The following is taken from "Sensible Cruising Designs". In it
Herreshoff not only shares a dozen or so of his wonderfull boat
designs, but in the building notes for H-28 gives sensible advice on
everything form choosing motors and marine heads, to eating and
choosing compainions. Here are a few thoughts on "Companions and
Crew":(Women, if offended by the begining, please push on to the end)
Watch out also for those females who are triced up and gasketed-in in
some futile attempt to alter their model from that of a Hanseatic
Cog to a Whitehead torpedo, for if called on deck early in the
morning to hear the birds caroling overhead, they will be about as
good natured as a hermit crabs snapped out of it shell, which was
built by another. Beware also of those beauties who are periodically
rebuilt and refitteed at the dockyard of some beautician whose only
ambition is to look "killing" and whose murderous claws are painted
as if they ware an accessory to the act. These females may be all
right if you can afford a steam yacht with a French maid to assemble
them in the morning and unrig them at night, but on H-28 there will
be no room for their spare gear and top hamper, and they will affect
the smooth working in the H-28 like a monkey wrench in the crank
case.

+===+

TASK INSTRUCTIONS | Write what comes next in the passage on companions and crew for the H-28, picking up after its final sentence.

+===+

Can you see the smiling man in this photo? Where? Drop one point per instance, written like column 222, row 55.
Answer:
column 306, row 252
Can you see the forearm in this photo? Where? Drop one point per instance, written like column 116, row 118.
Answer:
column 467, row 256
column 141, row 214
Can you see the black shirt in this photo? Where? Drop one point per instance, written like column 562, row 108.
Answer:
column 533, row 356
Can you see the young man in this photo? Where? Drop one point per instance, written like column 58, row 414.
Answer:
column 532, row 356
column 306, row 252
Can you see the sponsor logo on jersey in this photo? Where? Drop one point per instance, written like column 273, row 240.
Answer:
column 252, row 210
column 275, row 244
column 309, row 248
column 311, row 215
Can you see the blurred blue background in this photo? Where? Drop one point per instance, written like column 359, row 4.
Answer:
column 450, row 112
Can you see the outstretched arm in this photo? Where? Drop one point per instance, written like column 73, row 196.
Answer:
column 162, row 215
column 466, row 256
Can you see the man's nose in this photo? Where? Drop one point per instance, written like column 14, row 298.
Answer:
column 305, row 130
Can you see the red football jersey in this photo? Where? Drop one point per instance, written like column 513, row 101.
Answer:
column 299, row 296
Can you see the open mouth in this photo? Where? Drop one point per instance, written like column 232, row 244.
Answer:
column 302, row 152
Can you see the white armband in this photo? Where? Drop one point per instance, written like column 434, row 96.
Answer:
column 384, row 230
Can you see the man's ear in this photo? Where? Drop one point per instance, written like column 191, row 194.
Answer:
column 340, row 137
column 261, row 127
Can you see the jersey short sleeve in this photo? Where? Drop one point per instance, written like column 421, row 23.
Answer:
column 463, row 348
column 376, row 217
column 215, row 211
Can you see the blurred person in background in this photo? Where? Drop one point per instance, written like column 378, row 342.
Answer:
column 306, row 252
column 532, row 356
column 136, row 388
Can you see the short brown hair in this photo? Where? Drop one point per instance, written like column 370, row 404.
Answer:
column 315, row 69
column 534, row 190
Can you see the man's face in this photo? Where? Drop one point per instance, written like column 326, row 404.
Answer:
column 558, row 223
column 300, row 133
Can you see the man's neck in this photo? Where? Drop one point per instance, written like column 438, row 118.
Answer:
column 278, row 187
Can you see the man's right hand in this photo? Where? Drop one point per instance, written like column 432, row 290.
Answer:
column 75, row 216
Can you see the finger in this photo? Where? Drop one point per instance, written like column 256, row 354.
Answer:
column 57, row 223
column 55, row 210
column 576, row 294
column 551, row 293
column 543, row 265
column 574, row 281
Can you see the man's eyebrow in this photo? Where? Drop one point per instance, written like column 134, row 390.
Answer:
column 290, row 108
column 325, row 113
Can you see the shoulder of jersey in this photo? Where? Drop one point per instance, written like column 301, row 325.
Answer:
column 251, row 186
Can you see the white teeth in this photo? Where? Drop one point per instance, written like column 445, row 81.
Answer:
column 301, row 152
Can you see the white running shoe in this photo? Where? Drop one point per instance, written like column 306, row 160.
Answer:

+===+

ANSWER |
But there are girls (God bless them) who can take it, are real
companions and help mates; who can stand a trick at the tiller or the
gallery. That's the kind that's right up our alley. If you have
some kind of life contract or agreement with such a one, you had
better build a golden halo around her in you minds eye, and let her
know it once in awhile, for you and she working together can bring
about all the pleasure, charm, and melody there is in a craft
like H- 28.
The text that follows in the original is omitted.